(Collected data entries)
****

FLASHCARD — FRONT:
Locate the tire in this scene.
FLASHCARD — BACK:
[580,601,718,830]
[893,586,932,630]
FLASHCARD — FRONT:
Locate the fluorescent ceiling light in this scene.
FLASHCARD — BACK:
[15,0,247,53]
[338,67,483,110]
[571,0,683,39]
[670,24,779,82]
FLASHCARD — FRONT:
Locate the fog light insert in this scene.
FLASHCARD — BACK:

****

* **Exercise**: Write out every line of the rows above again, including the lines that name what to locate. Shift each bounding-box coordinate in the answers up by 55.

* **Final result**:
FLASHCARD — FRONT:
Locate the tire in this scene.
FLASHCARD — BACK:
[635,656,773,885]
[948,641,987,685]
FLASHCARD — FRONT:
Locate the fluorescent ceiling light in this scene.
FLASHCARD — BACK:
[70,55,302,108]
[393,122,538,165]
[626,55,738,94]
[725,79,834,137]
FLASHCARD — FRONT:
Locate the fog light insert in this scene.
FLASHCARD — BACK:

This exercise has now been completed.